Direction:
Tally the lines in the records below that contain the string "cave", treating uppercase and lowercase letters as different, and give only the total.
-- start of Task input --
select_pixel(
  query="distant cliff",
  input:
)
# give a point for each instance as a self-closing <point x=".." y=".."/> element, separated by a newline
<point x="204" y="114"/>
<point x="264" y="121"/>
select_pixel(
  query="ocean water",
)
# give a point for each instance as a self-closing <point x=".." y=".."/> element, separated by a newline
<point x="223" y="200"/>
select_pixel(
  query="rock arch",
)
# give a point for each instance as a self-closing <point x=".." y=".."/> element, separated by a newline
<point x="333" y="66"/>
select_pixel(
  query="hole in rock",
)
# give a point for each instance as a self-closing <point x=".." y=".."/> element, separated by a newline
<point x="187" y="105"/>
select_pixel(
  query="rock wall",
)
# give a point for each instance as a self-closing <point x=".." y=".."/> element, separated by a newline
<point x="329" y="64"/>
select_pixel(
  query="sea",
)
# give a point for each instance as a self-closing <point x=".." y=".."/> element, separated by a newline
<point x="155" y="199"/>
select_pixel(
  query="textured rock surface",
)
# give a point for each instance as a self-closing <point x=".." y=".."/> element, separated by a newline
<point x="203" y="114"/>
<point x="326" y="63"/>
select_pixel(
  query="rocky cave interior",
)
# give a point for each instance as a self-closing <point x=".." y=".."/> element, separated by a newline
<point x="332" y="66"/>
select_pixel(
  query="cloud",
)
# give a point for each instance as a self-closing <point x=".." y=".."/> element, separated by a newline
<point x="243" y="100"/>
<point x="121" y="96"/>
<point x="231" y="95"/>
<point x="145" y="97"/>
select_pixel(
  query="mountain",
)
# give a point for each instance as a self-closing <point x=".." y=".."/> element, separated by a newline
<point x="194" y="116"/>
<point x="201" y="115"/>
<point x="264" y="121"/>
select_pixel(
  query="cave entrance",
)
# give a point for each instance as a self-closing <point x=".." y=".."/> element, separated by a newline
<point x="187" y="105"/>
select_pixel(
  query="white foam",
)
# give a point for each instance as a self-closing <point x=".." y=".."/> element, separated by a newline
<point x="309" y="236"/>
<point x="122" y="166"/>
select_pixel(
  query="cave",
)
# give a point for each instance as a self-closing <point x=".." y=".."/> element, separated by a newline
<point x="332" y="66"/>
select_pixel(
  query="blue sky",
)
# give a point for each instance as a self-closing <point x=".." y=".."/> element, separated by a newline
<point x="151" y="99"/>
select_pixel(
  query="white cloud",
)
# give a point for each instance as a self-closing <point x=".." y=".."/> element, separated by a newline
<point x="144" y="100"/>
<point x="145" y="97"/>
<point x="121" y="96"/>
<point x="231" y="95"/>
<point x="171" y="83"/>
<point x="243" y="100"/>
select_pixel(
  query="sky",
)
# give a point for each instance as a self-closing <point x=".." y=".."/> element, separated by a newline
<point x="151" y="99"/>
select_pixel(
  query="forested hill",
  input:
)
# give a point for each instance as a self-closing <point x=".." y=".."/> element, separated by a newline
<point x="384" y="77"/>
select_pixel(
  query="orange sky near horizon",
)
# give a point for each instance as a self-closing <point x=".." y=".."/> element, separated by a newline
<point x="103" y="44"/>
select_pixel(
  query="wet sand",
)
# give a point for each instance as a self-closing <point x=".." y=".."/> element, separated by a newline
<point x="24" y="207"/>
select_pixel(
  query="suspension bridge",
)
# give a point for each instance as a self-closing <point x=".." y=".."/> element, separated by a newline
-- end of Task input --
The result:
3